◆ Provided material ◆
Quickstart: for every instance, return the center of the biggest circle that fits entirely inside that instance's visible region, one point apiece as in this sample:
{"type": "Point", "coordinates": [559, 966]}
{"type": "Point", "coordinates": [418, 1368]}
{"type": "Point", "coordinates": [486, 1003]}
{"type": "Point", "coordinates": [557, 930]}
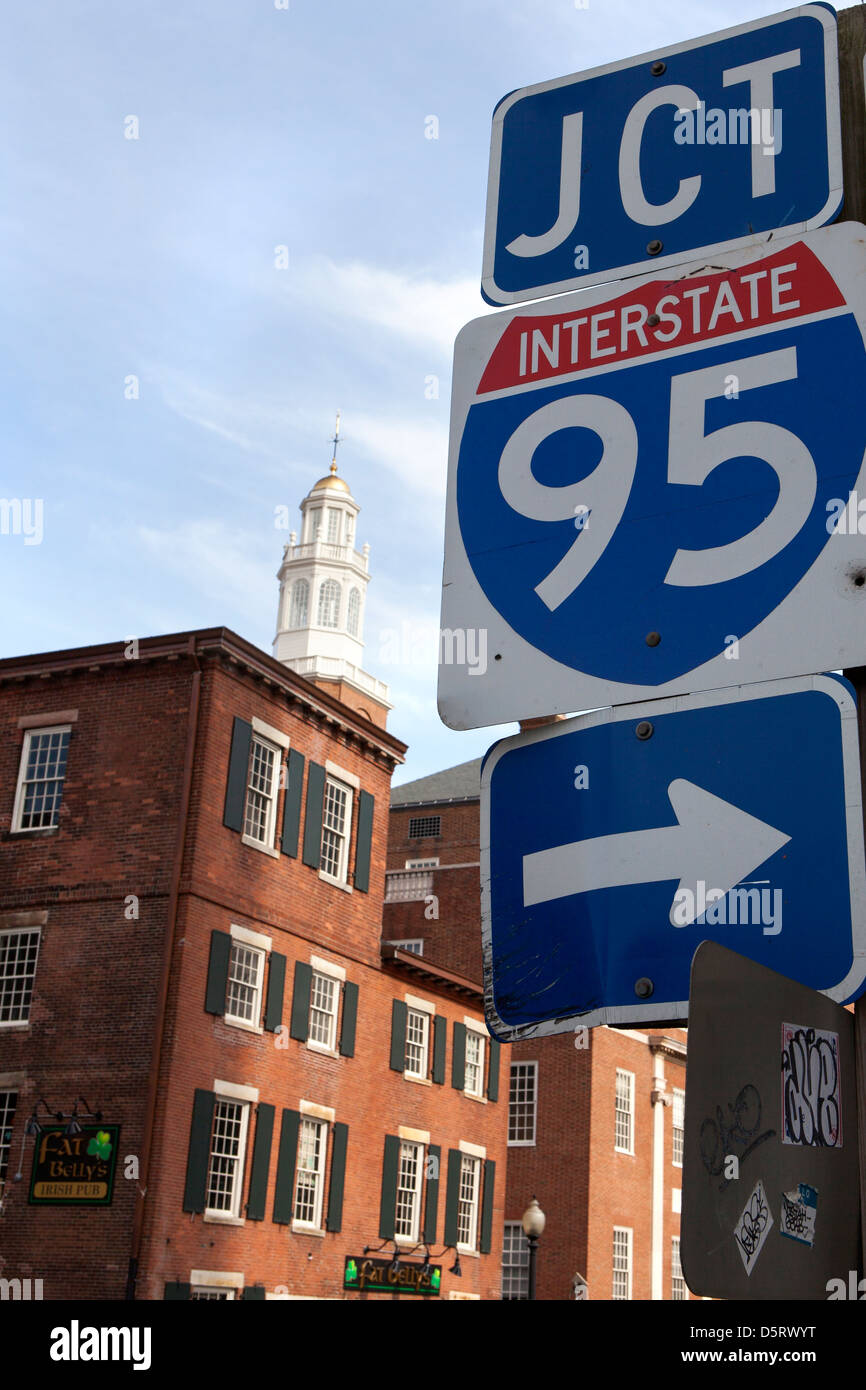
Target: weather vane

◆ What to do ◆
Reproduce the material above verbatim; omit every picture.

◆ Output of the exercise ◆
Quickstart: for every instance, return the center of the biggest circle that fits entirely inside that instance's visible region, one point apiece as in this sample:
{"type": "Point", "coordinates": [559, 966]}
{"type": "Point", "coordinates": [418, 1368]}
{"type": "Point", "coordinates": [486, 1003]}
{"type": "Point", "coordinates": [557, 930]}
Target: weather vane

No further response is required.